*** Data shown Section Begins ***
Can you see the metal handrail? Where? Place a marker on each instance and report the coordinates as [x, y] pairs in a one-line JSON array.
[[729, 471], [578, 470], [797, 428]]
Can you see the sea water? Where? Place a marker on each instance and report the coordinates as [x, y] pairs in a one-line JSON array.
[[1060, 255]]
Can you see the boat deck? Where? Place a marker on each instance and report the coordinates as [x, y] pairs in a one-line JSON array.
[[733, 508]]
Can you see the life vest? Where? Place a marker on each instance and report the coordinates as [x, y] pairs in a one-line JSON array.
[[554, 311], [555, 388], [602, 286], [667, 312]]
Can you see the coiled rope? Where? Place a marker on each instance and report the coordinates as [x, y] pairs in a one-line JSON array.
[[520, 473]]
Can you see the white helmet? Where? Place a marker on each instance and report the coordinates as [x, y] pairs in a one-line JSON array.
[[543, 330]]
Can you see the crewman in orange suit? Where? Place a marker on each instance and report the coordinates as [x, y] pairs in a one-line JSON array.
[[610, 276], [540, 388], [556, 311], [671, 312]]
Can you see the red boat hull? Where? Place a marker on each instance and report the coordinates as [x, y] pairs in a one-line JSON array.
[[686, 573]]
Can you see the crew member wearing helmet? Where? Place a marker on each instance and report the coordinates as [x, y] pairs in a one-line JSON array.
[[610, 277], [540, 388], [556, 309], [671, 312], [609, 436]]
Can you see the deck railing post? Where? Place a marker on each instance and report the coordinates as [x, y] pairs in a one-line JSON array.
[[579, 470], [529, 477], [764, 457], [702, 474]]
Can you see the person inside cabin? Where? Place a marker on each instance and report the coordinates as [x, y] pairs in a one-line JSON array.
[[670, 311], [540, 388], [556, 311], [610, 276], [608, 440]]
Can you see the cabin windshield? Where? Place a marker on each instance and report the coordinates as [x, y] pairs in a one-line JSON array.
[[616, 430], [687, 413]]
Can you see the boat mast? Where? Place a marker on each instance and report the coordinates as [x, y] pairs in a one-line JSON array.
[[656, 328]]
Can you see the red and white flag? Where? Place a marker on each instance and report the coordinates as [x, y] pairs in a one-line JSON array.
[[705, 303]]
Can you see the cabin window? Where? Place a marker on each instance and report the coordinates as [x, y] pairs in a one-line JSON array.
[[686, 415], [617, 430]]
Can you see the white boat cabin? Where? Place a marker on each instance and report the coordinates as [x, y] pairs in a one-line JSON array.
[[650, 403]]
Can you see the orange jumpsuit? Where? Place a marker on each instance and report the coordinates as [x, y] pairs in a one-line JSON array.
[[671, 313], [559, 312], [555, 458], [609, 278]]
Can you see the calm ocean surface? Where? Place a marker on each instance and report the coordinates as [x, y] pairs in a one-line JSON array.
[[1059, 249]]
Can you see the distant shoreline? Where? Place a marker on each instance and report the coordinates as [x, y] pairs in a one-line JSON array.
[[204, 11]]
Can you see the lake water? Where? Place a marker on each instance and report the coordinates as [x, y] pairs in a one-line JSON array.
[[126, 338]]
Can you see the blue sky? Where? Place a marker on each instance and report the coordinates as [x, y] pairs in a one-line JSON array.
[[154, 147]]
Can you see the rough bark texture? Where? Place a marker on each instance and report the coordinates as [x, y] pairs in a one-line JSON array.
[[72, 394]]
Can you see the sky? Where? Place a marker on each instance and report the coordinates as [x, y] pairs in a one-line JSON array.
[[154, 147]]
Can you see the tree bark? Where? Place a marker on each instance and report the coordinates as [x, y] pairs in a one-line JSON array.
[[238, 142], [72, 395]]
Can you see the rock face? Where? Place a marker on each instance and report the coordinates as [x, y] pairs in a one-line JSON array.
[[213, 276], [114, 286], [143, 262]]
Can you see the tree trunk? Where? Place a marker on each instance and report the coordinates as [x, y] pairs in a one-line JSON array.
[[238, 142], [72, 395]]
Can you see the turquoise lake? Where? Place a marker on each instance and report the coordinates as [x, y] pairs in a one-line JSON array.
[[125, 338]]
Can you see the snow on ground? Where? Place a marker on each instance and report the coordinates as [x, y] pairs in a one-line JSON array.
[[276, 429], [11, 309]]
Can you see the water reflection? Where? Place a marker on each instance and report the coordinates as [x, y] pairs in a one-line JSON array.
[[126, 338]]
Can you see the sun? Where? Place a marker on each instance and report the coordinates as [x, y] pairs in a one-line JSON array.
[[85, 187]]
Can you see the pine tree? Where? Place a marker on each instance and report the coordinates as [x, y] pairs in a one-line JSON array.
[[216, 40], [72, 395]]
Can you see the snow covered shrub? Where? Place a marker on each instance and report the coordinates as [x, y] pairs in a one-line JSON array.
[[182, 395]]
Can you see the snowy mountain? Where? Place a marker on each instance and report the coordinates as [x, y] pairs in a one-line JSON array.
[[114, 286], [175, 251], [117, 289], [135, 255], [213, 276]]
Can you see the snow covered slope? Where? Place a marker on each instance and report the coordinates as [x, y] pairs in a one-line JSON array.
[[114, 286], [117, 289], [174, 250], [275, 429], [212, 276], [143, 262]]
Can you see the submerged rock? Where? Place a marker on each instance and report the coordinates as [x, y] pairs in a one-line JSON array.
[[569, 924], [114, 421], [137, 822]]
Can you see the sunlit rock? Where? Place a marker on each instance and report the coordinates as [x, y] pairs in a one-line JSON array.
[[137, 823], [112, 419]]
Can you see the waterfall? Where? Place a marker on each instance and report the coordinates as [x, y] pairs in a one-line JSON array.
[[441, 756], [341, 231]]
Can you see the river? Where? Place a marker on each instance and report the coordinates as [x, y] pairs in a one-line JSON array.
*** Data shown Section Ends ***
### About this task
Copy the listing in full, and keep every word exactly as it is.

### Output of the task
Can you see the metal handrail? Where? Place a marker on each instance and report the coordinates as [x, y] pairs in a one-line JSON array.
[[729, 471], [578, 470], [797, 428]]
Can you see the sea water? Where? Place a marker on each instance and report the coordinates as [x, y] pairs in a one-line JSON array.
[[1060, 255]]
Can you see the boat deck? Where? Place a marker on each instance and report the coordinates as [x, y] pairs in a one-line JSON array.
[[733, 508]]
Can you see the life vest? Where? Place a marker on each instance and report the coordinates as [x, y] pairs in a one-line JSON array.
[[554, 311], [555, 388], [602, 286], [667, 312]]
Can you see the coiled rope? Where? Place a marker on each instance and report the coordinates as [x, y] pairs in a one-line JSON array.
[[520, 473]]
Can you see the white helmet? Where? Place a marker on each instance and report the coordinates as [x, y] pairs in a one-line JSON array.
[[543, 330]]
Can you see the crewman in orange suit? Where? Place a marker on each instance and report the coordinates as [x, y] pairs in a one-line JSON array.
[[610, 276], [540, 388], [556, 311], [671, 312]]
Can you see the red boat hull? Where? Place a marker on each instance and report the coordinates as [x, y] pairs in a one-line JSON array.
[[686, 573]]
Can you see the crew member wearing helmet? Where? Place a marker on each instance and report the coordinates as [x, y] pairs in a one-line JSON array.
[[610, 277], [540, 388], [556, 309], [671, 312], [609, 436]]
Can you see the deck railing post? Where? Place a marker on each instance and report the coordinates as [x, y] pairs in a one-line JSON array.
[[579, 470], [529, 477], [764, 457], [702, 474]]
Can you see the person inside cabin? Where? Place a marker on each instance and report the coordinates as [x, y] pairs in a one-line JSON array.
[[670, 311], [540, 388], [556, 311], [610, 276], [608, 440]]
Can you see the cabin windshield? Where? Place a marker on each instance and report the coordinates as [x, y] pairs in a one-line JSON array.
[[616, 430], [687, 413]]
Can you see the boat mast? Where? Place a marker on each instance and report the coordinates as [x, y] pairs in a one-line JSON array.
[[656, 328]]
Can you see the red and white flag? Where? Place a marker on each instance and report the coordinates as [x, y] pairs in a one-line JSON array.
[[705, 303]]
Can you see the cabin window? Where? Place a marker on each instance and report the coordinates as [x, y] pairs in a one-line JSON array.
[[686, 415], [617, 430]]
Can you see the white boat cabin? Where? Place a marker on each instance and report the coordinates as [x, y] pairs in a one-line JSON array.
[[650, 403]]
Can you see the orange jumpsuit? Where? Place a marker on each instance and report the coordinates as [x, y] pairs in a one-line JSON array.
[[671, 313], [559, 312], [555, 458], [609, 278]]
Can you see the calm ocean surface? Where? Place a marker on each instance and report the coordinates as [x, y] pairs in a one-line JSON array.
[[1059, 249]]
Can you see the distant shoreline? Where? Place a marker on each instance and report the coordinates as [x, y] pairs in a one-line JSON array.
[[204, 11]]
Can you see the lake water? Where? Place a marker on each instance and report the coordinates as [x, y] pairs in a one-line JSON array.
[[126, 338]]
Can you see the blue sky? Where? Place a marker on each instance and report the coordinates as [x, y] pairs in a one-line JSON array.
[[154, 147]]
Can you see the rough bark texture? Where? Place a marker on each instance and report the coordinates as [x, y] pairs in a one-line JSON array.
[[72, 394]]
Can you see the sky? Where? Place a marker on each instance and report the coordinates as [x, y] pairs in a one-line JSON array.
[[154, 147]]
Can you see the tree bark? Where? Place a marker on each instance and report the coordinates as [x, y] pairs in a one-line JSON array.
[[238, 142], [72, 395]]
Can you see the rock face? Where? Place a marker on each instance and report the coordinates as [x, y] pairs in a one-line JSON array.
[[213, 276], [114, 286], [143, 262]]
Can you see the tree trunk? Where? Place a marker on each instance and report the coordinates as [x, y] pairs in a one-line JSON array.
[[238, 142], [72, 395]]
Can you see the turquoise lake? Where? Place a marker on each instance and report the coordinates as [x, y] pairs in a one-line JSON array.
[[125, 338]]
Can you see the snow on ground? Where? Place a marker on each instance and report the coordinates as [x, y] pairs in a one-line JSON array.
[[276, 429], [11, 309]]
Can you see the water reflection? Where? Place a marker on each instance and report the coordinates as [x, y] pairs in a one-line JSON array.
[[126, 338]]
Can you see the sun? Where? Place a marker on each instance and report the coordinates as [x, y] pairs in a one-line JSON array.
[[85, 187]]
Can you see the pine tree? Where? Place a marker on each instance and report the coordinates as [x, y] pairs in a one-line JSON array.
[[216, 40], [72, 395]]
Can you see the snow covered shrub? Where? Place a marker on each instance and report the coordinates as [x, y] pairs in a one-line JSON array.
[[182, 395]]
Can you see the snowy mountain? Where? Place a marker on each instance and report the coordinates as [x, y] pairs in a one-line JSON array.
[[114, 286], [175, 251], [117, 289], [135, 255], [213, 276]]
Can you see the snow covered slope? Where? Place a marker on each instance and report the coordinates as [x, y] pairs in a one-line JSON array.
[[114, 286], [117, 289], [174, 250], [275, 429], [212, 276], [143, 262]]
Can you see the submerged rock? Where? Place a marker on each instance and report the coordinates as [x, y] pairs in a one-line JSON array.
[[569, 924], [114, 421], [137, 822]]
Can you see the sunlit rock? Where? Place a marker on each instance and report the coordinates as [x, y] pairs in a one-line JSON array.
[[137, 823], [112, 419]]
Can you see the waterfall? Where? Place a marker on each instance and report the coordinates as [x, y] pairs in a one-line JSON array.
[[441, 756], [341, 231]]
Can you see the river? Where? Place a marker on each instance and report the coordinates as [x, y] pairs in a one-line JSON array.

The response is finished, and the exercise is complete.